■ **Dataset entries**:
------
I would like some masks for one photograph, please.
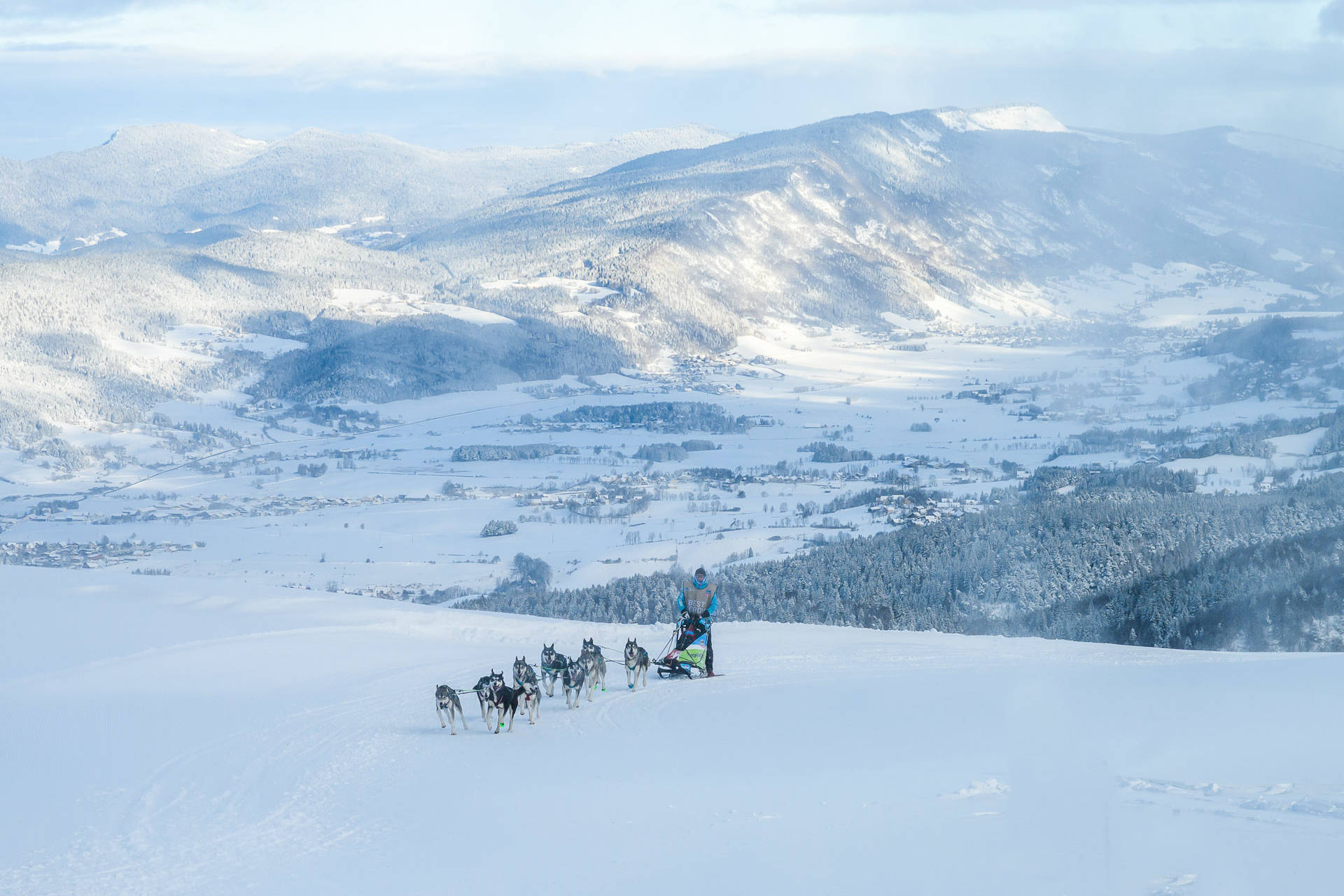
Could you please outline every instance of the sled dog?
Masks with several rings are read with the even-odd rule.
[[[593,665],[587,670],[589,676],[593,677],[593,684],[590,688],[602,688],[606,693],[606,657],[602,656],[602,647],[597,646],[597,641],[593,638],[583,639],[583,653],[581,656],[593,657]]]
[[[504,684],[504,673],[491,669],[491,689],[485,695],[485,727],[491,728],[491,713],[495,713],[497,724],[491,728],[495,733],[504,729],[504,717],[508,716],[508,729],[513,731],[513,716],[517,713],[517,695],[521,688],[513,689]]]
[[[536,682],[536,677],[534,676],[523,681],[520,686],[513,689],[513,693],[523,704],[523,712],[527,713],[527,724],[535,725],[536,720],[542,717],[542,685]],[[512,727],[512,723],[509,723],[509,727]]]
[[[493,674],[493,670],[491,670],[491,673]],[[491,676],[481,676],[476,681],[476,688],[473,688],[473,690],[476,690],[476,699],[481,701],[481,721],[485,721],[485,696],[489,693],[489,689]]]
[[[649,686],[649,652],[629,638],[625,642],[625,685],[634,690],[634,685],[644,676],[644,686]]]
[[[524,681],[536,684],[536,670],[528,665],[527,657],[513,657],[513,686],[521,688]]]
[[[516,657],[513,660],[513,690],[517,692],[517,699],[523,701],[523,709],[527,712],[527,724],[535,725],[542,715],[542,685],[536,680],[536,672],[532,666],[527,665],[527,657]]]
[[[449,723],[453,723],[452,733],[457,733],[457,716],[462,717],[462,731],[466,731],[466,713],[462,712],[462,701],[458,700],[457,692],[448,685],[439,685],[434,688],[434,712],[438,713],[438,727],[448,728]],[[444,721],[444,713],[448,713],[448,721]]]
[[[570,665],[564,666],[564,705],[570,709],[578,709],[579,697],[583,695],[583,664],[578,660],[570,660]],[[593,697],[590,696],[589,700]]]
[[[555,681],[564,674],[570,658],[563,653],[555,653],[555,645],[542,645],[542,682],[546,685],[546,696],[555,696]]]

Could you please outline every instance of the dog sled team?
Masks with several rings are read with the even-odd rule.
[[[625,684],[630,690],[648,686],[649,666],[657,666],[660,677],[712,677],[714,642],[711,625],[719,610],[718,586],[710,580],[704,568],[695,571],[695,578],[683,583],[677,594],[676,609],[681,614],[669,650],[657,661],[650,661],[649,652],[634,638],[625,642],[621,658],[625,664]],[[452,728],[457,733],[457,720],[466,731],[466,713],[462,712],[462,693],[474,693],[481,709],[481,721],[487,731],[499,733],[513,731],[513,717],[521,709],[527,724],[535,725],[542,716],[542,690],[547,697],[555,696],[555,685],[560,685],[564,705],[577,709],[581,700],[593,701],[593,690],[606,690],[606,664],[602,647],[585,638],[577,657],[566,657],[555,650],[555,645],[543,645],[540,666],[532,666],[527,657],[513,658],[513,685],[504,680],[503,672],[491,669],[481,676],[474,688],[457,690],[449,685],[438,685],[434,690],[434,711],[441,728]],[[540,674],[538,674],[540,672]]]

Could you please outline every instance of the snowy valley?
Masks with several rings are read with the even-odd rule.
[[[163,126],[0,200],[0,891],[698,849],[712,891],[1331,892],[1344,153]],[[722,677],[435,724],[543,642],[657,650],[702,564]]]

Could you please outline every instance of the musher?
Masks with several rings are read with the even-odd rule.
[[[681,583],[681,594],[676,598],[677,611],[699,629],[707,633],[704,652],[704,670],[714,676],[714,633],[710,626],[714,623],[714,614],[719,611],[719,583],[710,582],[704,567],[695,571],[695,578]]]

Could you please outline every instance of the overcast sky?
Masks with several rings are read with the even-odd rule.
[[[1038,102],[1344,146],[1344,0],[0,0],[0,154],[187,121],[458,148]]]

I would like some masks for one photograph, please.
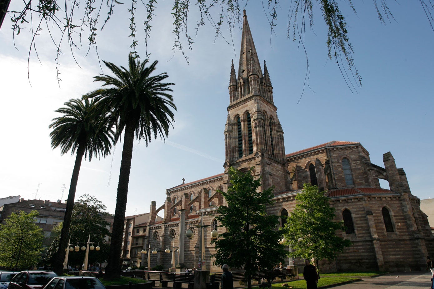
------
■ **Set task**: Copy all of the records above word for word, leaving out the pictures.

■ **Problem solution**:
I would like some masks for one photograph, please.
Could you please outline every instance of the sled dog?
Masks with several rings are read with the even-odd rule.
[[[593,665],[587,670],[589,676],[593,677],[593,684],[590,688],[602,688],[606,693],[606,657],[602,656],[602,647],[597,646],[597,641],[593,638],[583,639],[583,653],[581,656],[593,657]]]
[[[504,684],[504,673],[491,669],[491,689],[485,695],[485,727],[491,728],[491,713],[495,713],[497,724],[491,728],[495,733],[504,729],[504,717],[508,716],[508,729],[513,731],[513,716],[517,713],[517,695],[521,688],[513,689]]]
[[[536,682],[536,677],[534,676],[523,681],[520,686],[513,689],[513,693],[523,704],[523,712],[527,713],[527,724],[535,725],[536,720],[542,717],[542,685]],[[512,727],[512,723],[509,723],[509,727]]]
[[[493,674],[493,670],[491,670],[491,673]],[[491,676],[481,676],[476,681],[476,688],[473,688],[473,690],[476,690],[476,699],[481,701],[481,721],[485,721],[485,696],[489,693],[489,689]]]
[[[649,686],[649,652],[629,638],[625,642],[625,685],[634,690],[634,685],[644,676],[644,686]]]
[[[524,681],[536,684],[536,670],[528,665],[527,657],[513,657],[513,686],[521,688]]]
[[[516,657],[513,660],[513,690],[517,692],[517,699],[523,701],[523,709],[527,712],[527,724],[535,725],[542,715],[542,685],[536,680],[536,672],[532,666],[527,665],[527,657]]]
[[[449,723],[453,723],[452,733],[457,733],[457,716],[462,717],[462,731],[466,731],[466,713],[462,712],[462,701],[458,700],[457,692],[448,685],[439,685],[434,688],[434,712],[438,713],[438,727],[448,728]],[[444,721],[444,713],[448,713],[448,721]]]
[[[570,665],[564,666],[564,705],[570,709],[578,709],[579,697],[583,695],[583,664],[578,660],[570,660]],[[593,697],[590,696],[589,700]]]
[[[555,681],[564,674],[570,658],[563,653],[555,653],[555,645],[542,645],[542,682],[546,685],[546,696],[555,696]]]

Could you please outline every instance of the dog sled team?
Masks with several rings are read with the even-odd rule.
[[[625,684],[630,690],[648,686],[649,666],[657,666],[660,677],[712,677],[714,642],[711,625],[719,610],[718,586],[710,580],[704,568],[695,571],[695,578],[683,583],[677,594],[676,609],[681,614],[669,650],[657,661],[650,661],[649,652],[634,638],[625,642],[621,658],[625,664]],[[452,728],[457,733],[457,720],[466,731],[466,713],[462,712],[462,693],[474,693],[481,709],[481,721],[487,731],[499,733],[513,731],[513,717],[521,709],[527,724],[535,725],[542,716],[542,690],[547,697],[555,696],[555,685],[560,685],[564,705],[577,709],[581,700],[593,701],[593,690],[606,690],[606,664],[602,647],[585,638],[577,657],[566,657],[555,650],[555,645],[543,645],[540,666],[532,666],[527,657],[513,658],[513,685],[504,680],[503,672],[491,669],[481,676],[474,688],[457,690],[449,685],[438,685],[434,690],[434,711],[441,728]],[[540,674],[538,674],[540,672]]]

Could you please outline every instance of the snowy valley?
Masks with several rings are read with the even-odd rule.
[[[163,126],[0,200],[0,891],[698,849],[712,891],[1331,892],[1344,153]],[[722,677],[435,724],[543,642],[657,650],[702,564]]]

Could you please outline every instance of the musher?
Masks with several rings are read with the even-odd rule.
[[[681,583],[681,594],[676,598],[677,611],[699,629],[707,633],[704,652],[704,670],[714,676],[714,633],[710,626],[714,623],[714,614],[719,611],[719,583],[710,582],[704,567],[695,571],[695,578]]]

Could you please outline every instance of the overcast sky?
Masks with several rings are read with the even-odd rule.
[[[1038,102],[1344,146],[1344,0],[0,0],[0,154],[187,121],[458,148]]]

I would like some masks for one photograph, please.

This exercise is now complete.